**Directions:** Which lines in the entries below contain the string "promenade"? Show each of them in full.

[Opening Available data section]

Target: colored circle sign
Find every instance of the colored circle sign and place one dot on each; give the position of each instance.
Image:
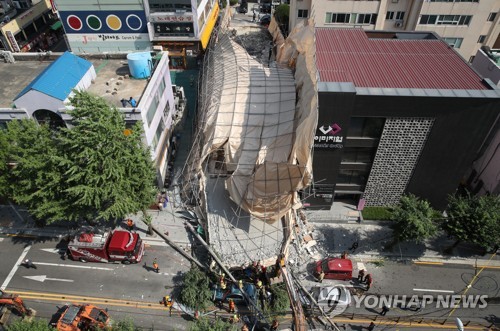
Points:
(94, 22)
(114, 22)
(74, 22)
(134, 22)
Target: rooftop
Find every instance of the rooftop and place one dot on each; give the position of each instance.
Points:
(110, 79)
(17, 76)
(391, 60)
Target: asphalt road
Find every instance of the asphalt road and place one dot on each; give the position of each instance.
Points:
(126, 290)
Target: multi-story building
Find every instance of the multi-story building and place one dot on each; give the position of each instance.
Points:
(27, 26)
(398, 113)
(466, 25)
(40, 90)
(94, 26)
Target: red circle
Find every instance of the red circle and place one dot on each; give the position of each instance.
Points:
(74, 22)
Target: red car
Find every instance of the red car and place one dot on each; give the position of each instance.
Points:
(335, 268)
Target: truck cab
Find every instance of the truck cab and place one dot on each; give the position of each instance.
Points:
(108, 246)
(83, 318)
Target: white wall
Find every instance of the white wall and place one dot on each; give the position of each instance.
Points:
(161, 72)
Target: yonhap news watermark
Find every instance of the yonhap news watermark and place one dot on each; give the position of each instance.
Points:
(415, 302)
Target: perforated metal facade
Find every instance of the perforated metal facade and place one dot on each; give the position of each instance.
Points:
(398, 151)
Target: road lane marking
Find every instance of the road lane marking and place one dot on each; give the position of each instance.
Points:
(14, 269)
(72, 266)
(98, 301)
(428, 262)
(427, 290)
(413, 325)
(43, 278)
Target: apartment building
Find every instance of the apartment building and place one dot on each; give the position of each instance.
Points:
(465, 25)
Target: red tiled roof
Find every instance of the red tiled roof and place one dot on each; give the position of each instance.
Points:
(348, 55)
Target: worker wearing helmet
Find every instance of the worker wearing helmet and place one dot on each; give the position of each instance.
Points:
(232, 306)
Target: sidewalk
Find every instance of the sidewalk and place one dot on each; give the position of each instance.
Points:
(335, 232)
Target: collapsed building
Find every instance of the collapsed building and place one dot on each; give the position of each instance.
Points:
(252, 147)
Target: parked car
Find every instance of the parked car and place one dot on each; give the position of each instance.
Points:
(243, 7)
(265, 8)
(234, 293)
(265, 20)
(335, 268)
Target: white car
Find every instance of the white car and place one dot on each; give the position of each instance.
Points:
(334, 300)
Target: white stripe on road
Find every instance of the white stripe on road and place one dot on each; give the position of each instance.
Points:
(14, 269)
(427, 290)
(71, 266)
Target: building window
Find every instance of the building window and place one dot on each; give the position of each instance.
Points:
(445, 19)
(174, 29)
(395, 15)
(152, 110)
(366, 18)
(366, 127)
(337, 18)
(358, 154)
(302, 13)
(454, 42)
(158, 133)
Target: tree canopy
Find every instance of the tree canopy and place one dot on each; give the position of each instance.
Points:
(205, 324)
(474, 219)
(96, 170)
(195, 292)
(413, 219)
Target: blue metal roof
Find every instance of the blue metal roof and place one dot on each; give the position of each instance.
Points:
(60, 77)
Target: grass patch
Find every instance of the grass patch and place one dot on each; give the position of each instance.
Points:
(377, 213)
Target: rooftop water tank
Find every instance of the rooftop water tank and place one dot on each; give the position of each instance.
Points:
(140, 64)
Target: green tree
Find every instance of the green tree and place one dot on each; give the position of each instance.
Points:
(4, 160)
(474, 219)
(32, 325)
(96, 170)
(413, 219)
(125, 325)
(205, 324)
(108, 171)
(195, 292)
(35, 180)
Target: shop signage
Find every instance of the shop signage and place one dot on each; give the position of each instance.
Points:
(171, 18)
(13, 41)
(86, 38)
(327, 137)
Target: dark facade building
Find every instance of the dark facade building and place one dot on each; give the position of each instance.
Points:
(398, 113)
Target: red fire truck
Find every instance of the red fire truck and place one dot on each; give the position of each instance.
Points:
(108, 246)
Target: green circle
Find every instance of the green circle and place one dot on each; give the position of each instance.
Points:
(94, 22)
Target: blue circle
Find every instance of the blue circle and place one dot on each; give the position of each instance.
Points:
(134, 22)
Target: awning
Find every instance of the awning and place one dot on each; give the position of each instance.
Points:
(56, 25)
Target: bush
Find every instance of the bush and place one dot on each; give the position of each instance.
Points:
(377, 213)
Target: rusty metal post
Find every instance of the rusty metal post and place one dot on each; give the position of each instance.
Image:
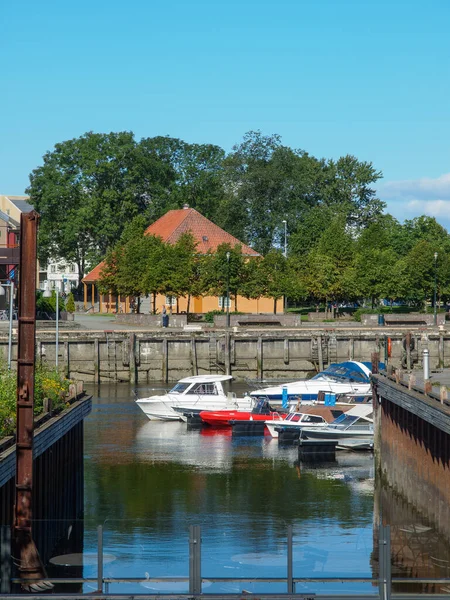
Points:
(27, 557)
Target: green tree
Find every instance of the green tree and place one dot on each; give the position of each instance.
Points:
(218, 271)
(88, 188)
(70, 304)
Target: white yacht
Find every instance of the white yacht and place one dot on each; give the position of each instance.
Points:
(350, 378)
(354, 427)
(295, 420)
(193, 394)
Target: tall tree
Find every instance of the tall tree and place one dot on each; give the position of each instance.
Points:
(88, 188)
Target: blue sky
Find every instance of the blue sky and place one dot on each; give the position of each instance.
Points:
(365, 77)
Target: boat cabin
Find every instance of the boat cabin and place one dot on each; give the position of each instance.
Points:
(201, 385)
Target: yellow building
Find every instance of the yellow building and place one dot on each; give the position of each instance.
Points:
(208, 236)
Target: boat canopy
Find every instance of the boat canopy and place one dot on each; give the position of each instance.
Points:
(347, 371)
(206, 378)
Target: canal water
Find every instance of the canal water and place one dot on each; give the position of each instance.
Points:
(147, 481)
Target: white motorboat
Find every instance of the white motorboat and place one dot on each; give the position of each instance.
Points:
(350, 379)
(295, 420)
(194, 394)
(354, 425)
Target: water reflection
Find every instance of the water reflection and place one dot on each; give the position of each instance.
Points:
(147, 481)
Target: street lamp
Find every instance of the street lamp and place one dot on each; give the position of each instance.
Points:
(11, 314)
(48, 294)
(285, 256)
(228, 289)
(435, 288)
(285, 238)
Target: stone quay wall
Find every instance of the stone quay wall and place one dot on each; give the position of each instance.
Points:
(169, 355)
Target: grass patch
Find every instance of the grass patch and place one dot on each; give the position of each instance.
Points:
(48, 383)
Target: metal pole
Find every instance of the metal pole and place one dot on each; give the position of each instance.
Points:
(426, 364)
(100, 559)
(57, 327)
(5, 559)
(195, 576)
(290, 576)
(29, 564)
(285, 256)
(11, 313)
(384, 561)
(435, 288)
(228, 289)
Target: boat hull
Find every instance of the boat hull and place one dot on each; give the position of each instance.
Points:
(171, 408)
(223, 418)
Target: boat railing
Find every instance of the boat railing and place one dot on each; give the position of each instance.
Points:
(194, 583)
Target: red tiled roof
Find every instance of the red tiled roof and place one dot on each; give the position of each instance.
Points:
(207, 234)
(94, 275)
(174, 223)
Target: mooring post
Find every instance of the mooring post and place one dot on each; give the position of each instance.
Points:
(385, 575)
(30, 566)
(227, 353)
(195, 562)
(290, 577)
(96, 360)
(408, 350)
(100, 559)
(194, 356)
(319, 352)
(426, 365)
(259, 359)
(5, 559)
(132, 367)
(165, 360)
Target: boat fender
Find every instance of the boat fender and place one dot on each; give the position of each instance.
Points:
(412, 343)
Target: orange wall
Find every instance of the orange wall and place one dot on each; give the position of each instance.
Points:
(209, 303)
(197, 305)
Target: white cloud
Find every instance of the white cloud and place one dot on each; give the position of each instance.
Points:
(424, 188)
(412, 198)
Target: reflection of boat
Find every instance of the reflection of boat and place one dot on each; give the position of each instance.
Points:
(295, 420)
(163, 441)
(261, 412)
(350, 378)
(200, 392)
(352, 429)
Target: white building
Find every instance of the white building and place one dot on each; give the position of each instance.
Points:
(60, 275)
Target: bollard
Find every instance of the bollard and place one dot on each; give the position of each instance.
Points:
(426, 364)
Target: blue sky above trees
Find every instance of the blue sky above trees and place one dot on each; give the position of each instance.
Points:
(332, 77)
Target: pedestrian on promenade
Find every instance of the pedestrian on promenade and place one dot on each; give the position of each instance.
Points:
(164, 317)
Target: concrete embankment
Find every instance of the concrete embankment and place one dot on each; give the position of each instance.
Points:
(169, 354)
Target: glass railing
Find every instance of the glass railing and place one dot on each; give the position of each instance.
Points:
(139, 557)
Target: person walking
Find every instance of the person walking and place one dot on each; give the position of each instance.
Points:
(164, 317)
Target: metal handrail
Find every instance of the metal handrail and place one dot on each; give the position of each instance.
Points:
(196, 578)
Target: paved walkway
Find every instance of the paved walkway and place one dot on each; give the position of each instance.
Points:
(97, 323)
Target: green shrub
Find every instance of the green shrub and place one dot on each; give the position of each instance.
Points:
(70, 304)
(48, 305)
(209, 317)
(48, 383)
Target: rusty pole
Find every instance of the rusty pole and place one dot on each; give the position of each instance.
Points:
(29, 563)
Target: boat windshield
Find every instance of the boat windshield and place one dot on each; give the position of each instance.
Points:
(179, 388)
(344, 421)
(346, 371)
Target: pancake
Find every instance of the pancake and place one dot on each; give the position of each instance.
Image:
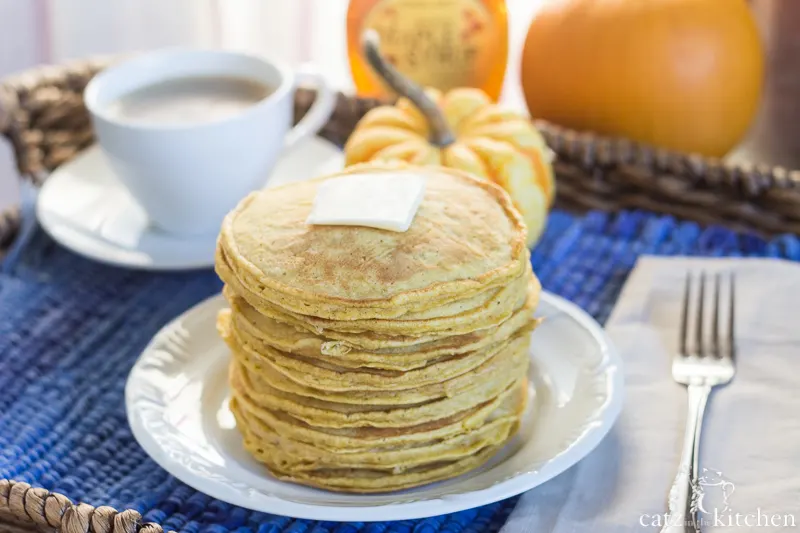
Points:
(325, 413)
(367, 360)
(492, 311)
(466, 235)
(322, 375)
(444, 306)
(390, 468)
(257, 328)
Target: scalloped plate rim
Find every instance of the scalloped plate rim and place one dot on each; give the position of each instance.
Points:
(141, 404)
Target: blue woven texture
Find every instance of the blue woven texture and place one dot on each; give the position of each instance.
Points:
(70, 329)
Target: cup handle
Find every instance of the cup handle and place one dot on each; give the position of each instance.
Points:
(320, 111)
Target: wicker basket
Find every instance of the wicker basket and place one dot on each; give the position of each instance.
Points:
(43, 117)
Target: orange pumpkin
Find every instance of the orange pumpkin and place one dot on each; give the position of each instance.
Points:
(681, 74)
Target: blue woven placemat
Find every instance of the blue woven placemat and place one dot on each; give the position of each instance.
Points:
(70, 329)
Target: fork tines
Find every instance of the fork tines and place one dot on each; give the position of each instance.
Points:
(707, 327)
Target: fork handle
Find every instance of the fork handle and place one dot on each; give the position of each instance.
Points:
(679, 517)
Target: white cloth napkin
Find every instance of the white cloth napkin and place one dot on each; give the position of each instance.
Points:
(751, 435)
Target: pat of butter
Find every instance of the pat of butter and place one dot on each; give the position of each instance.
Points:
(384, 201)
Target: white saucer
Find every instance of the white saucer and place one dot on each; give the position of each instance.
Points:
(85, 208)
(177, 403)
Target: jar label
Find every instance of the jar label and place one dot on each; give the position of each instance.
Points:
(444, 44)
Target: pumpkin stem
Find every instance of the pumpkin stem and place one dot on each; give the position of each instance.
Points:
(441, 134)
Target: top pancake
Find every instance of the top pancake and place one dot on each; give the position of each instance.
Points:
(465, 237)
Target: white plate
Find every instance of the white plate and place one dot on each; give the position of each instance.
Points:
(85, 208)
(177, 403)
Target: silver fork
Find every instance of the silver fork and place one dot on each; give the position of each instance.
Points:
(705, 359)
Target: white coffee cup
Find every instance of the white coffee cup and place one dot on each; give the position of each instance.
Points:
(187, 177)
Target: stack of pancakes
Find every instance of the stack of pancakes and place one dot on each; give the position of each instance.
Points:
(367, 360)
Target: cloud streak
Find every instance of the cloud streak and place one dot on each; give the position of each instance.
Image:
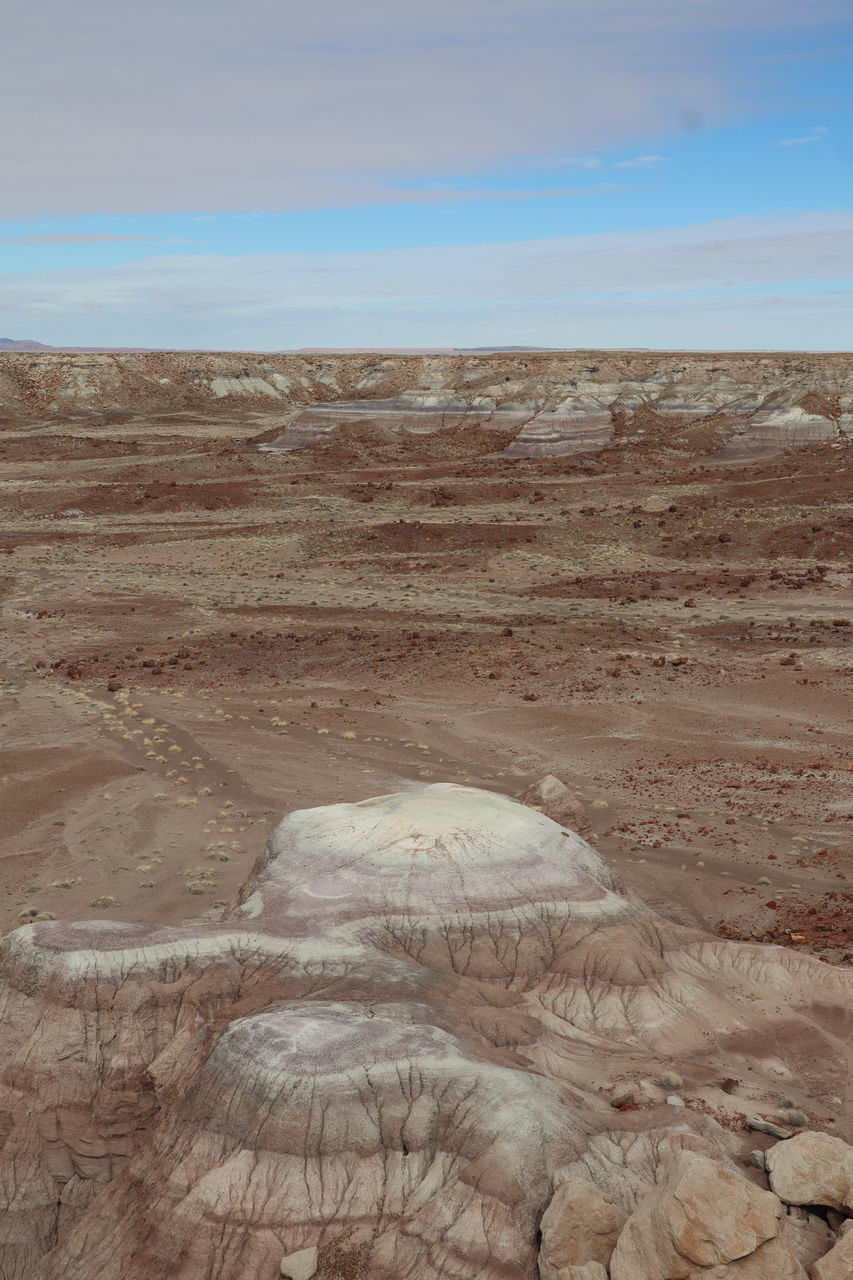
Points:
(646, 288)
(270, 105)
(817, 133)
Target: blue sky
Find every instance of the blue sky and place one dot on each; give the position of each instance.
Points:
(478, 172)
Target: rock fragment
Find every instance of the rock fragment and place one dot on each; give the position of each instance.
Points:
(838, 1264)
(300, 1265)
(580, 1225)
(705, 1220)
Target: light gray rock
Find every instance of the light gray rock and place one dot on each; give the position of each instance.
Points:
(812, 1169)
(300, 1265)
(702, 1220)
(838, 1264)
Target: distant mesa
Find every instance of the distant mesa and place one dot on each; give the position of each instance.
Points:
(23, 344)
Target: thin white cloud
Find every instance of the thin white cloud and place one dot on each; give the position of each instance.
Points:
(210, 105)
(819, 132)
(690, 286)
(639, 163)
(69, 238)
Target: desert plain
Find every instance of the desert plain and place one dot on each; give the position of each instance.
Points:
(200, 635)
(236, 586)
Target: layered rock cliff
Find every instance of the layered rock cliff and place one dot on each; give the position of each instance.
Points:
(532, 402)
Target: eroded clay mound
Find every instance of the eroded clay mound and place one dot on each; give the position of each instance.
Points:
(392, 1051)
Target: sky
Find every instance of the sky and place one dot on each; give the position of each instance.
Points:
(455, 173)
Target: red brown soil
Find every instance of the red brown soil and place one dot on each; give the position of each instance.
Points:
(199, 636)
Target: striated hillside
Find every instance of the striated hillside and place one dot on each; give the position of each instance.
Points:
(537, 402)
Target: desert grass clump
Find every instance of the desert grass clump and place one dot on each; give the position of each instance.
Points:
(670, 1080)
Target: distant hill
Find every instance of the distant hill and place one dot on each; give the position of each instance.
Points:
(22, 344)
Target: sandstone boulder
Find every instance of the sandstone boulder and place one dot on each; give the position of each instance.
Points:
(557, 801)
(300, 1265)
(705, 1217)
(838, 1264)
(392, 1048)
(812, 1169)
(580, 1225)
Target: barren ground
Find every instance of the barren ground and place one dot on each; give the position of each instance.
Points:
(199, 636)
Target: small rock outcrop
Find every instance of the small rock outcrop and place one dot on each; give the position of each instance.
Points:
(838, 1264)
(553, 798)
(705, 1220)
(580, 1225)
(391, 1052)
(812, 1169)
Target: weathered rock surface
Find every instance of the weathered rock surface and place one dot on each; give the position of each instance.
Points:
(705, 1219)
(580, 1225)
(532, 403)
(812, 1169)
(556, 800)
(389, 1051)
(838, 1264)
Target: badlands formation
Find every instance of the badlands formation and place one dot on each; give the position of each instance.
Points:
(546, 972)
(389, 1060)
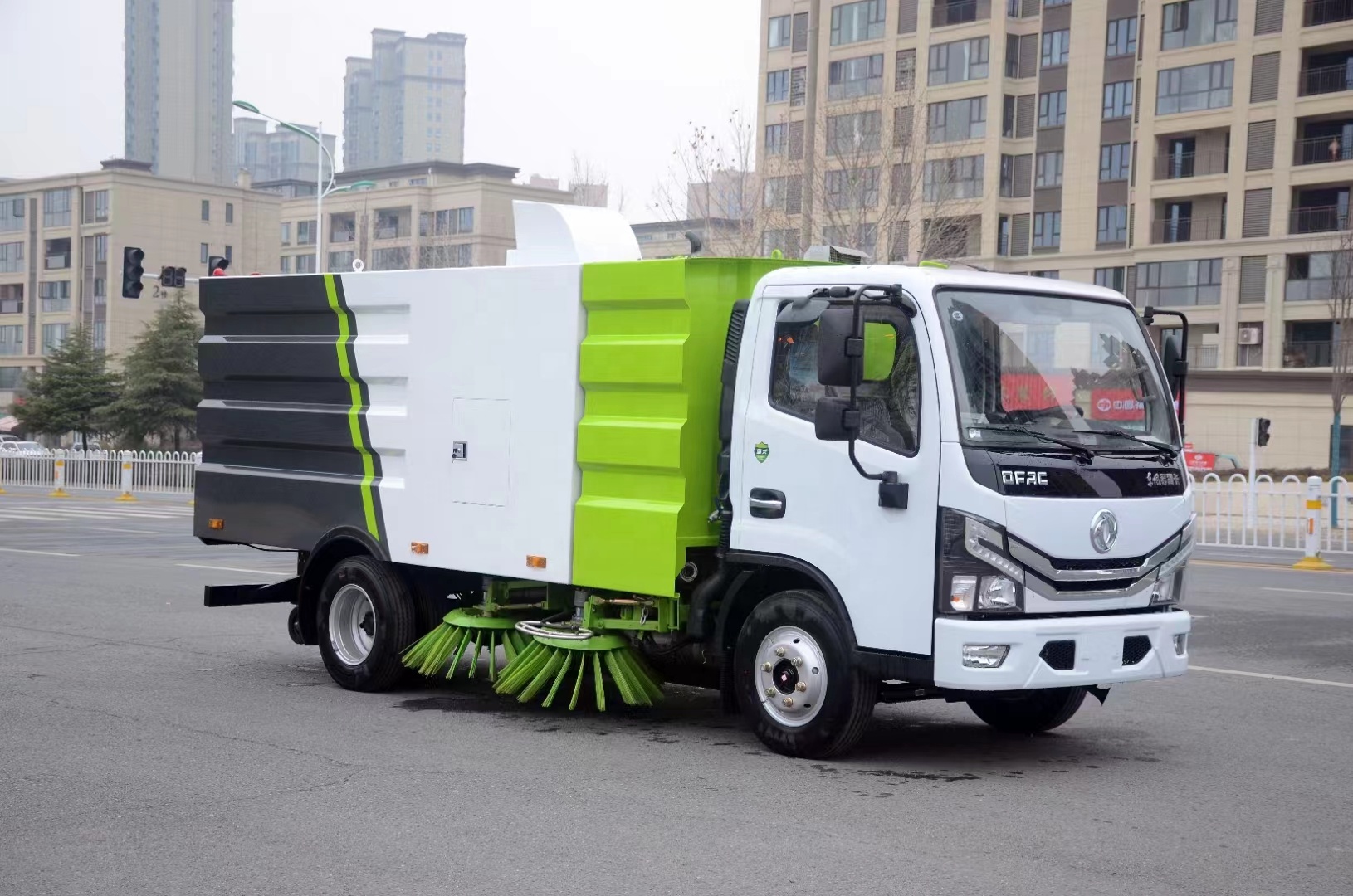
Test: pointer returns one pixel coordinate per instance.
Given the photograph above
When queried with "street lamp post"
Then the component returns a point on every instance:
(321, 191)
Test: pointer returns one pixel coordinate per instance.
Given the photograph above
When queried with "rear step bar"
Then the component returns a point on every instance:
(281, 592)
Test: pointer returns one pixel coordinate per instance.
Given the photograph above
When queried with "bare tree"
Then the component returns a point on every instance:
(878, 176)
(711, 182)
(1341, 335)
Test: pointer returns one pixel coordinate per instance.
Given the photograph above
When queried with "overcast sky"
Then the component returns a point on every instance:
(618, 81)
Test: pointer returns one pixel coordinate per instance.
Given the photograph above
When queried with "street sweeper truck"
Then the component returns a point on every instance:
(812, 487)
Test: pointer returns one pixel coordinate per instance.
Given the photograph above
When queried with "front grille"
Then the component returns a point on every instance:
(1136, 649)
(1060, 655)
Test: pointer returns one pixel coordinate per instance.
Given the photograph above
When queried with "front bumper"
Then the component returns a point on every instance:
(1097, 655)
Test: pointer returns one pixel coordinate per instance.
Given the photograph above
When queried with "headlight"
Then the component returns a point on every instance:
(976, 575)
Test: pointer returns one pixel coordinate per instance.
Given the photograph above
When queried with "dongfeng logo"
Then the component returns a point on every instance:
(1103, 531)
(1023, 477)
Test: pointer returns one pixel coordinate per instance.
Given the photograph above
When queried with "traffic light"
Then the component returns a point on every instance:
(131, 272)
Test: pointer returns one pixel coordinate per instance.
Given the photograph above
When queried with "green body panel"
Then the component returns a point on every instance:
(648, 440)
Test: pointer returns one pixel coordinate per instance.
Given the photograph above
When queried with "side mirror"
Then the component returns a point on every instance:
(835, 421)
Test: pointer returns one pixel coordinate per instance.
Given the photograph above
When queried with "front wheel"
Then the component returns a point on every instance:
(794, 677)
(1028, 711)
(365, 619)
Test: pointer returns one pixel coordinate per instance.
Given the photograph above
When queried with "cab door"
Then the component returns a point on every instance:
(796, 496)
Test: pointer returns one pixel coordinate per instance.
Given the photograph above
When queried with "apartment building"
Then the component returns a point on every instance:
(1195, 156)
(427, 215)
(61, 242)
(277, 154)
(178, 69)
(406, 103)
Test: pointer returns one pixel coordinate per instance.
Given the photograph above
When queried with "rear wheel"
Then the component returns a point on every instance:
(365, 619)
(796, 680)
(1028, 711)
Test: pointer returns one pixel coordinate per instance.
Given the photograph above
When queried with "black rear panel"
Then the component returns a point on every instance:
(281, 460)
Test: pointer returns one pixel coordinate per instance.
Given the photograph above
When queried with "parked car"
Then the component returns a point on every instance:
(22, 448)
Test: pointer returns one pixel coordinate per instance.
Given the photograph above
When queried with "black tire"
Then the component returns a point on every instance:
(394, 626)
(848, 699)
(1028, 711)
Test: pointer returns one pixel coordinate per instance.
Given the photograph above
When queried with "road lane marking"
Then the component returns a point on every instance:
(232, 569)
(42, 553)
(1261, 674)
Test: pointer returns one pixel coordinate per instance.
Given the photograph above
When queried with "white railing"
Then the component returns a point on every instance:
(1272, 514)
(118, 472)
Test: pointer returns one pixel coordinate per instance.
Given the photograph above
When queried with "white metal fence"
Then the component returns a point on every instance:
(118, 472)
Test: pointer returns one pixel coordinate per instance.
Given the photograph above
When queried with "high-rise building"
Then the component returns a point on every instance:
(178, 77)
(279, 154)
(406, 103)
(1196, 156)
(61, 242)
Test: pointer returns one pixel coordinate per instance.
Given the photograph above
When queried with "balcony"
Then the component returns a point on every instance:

[Closing Available data section]

**Solution to the exercise:**
Target: pedestrian on promenade
Find every instance of the pedestrian on promenade and place one dot on each; give the position of each instance.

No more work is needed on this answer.